MATERIAL SUPPLIED:
____________

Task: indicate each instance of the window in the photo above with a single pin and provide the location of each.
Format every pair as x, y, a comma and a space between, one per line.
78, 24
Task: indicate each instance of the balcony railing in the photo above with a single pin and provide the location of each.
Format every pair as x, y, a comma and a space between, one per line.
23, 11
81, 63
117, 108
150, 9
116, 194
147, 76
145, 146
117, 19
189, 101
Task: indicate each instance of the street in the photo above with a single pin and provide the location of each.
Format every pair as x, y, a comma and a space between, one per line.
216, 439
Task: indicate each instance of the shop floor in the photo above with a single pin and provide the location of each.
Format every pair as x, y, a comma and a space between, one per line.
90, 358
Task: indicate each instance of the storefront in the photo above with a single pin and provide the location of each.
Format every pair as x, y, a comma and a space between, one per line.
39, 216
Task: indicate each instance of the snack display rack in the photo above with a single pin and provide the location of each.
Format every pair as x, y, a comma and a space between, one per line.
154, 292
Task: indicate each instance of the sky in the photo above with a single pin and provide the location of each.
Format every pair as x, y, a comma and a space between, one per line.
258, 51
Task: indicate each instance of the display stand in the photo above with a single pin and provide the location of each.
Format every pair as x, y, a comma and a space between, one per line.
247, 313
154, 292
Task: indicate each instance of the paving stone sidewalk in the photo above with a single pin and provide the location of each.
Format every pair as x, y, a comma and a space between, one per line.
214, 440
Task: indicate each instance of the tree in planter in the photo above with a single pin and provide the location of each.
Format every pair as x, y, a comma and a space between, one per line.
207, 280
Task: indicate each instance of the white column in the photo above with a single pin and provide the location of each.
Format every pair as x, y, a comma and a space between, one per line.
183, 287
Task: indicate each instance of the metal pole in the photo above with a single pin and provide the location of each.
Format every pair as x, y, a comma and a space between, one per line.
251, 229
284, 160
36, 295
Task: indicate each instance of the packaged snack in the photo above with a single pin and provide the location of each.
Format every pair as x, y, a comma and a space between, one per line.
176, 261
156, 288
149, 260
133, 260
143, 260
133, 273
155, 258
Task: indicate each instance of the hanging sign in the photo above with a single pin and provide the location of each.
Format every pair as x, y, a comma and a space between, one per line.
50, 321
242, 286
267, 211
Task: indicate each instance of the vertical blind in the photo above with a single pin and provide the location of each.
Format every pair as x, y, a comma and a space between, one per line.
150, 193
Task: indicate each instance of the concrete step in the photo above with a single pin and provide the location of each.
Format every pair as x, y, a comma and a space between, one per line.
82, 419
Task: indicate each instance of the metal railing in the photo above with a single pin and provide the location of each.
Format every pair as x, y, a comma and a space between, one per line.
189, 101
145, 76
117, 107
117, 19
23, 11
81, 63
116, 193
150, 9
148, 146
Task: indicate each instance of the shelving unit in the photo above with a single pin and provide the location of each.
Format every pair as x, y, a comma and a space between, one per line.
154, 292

____________

TO DO: Copy out every one of the records above, word for word.

SOLUTION BELOW:
Task: indicate each instance of the window in the photo above with a single pin and provide the location of each.
Format every pair as x, y, a comma and a space between, one per line.
78, 24
Task: indicate each instance of the balcony railing in the photo above with a single pin and provide the location of each.
Format every pair as x, y, a comma and a space between, one per line.
23, 11
81, 63
117, 108
150, 9
116, 194
147, 76
145, 146
117, 19
189, 101
Task: indicate each instance of the street in the photo above with a single pin and provide the location of each.
Format every pair as x, y, a comma and a space between, one per line.
216, 439
Task: indicate each instance of the shop floor in the photo above with a single pin and provide the location of each.
Format every pair as x, y, a comma and a space between, one per line.
90, 358
Task: indicate each instance of the storefront in the photo above with a single pin and provide the location of each.
Format every pair as x, y, a comma and a space between, one per line.
39, 216
Task: indicate each instance of the snack display rack in the photo above with a single pin and provide the location of each.
Format every pair as x, y, a comma and a space between, one per line.
154, 292
Task: indicate each instance of the sky in the photo above with a single pin and provide the location of each.
Format every pair as x, y, a comma and a space between, one per line.
258, 51
Task: indicate each instance of the display stand in the photo above with a single pin and provide the location of each.
Format every pair as x, y, a comma and a space between, one per line.
247, 313
154, 292
Task: indicate each instance of the paving stone sidewalk in the photo above with a single pin and provide the location of each.
Format every pair as x, y, a comma and a space between, one per line.
214, 440
Task: indicate each instance of the tree in planter in the photo above with a single pin and provide the location of each.
Format every pair as x, y, a comma and a space between, one per line.
207, 280
Task: indicate each instance of the white column in the photo above with a single pin and provide the location of each.
Format every pair as x, y, a comma and a space between, one per line.
183, 287
Task: indicate each instance of the metal pole in the photo above with a single pin and provide the location of each.
Format every pair as x, y, a comma and a space between, one per line.
251, 229
284, 160
36, 295
Task: indicate each instance of the packaged snack in the photo above with a single pin and provide the location of each.
Format every pair as x, y, a comma and a space between, one per line.
176, 261
156, 288
149, 260
133, 260
143, 260
133, 273
155, 258
Task: indicate each instance of the hanging sign in the photo above with a single pin and provide the location of each.
Format every pair as x, y, a comma and a space between, one per line.
50, 321
242, 286
267, 211
Task: indicate each instance of the vertical blind in the photo above with a single pin and provide the location of each.
Format every pair as x, y, a comma and a space between, one per line.
150, 193
Task: indicate each instance of the concrete step in the photo above with a single pin and provide the location of each.
Format every pair as x, y, a comma and a space between, one per line.
82, 419
Task: indicate each instance of the metal railing in the photo above with a single pin and provide the location of each.
Format every pair as x, y, a comma and a space between, one per line.
189, 101
145, 76
117, 107
117, 19
23, 11
81, 63
116, 193
150, 9
148, 146
Task: indicate each instance of the shelving unit in the photo above with a single pin and provide the location of each.
Format every pair as x, y, a comma and a space between, one per line.
154, 292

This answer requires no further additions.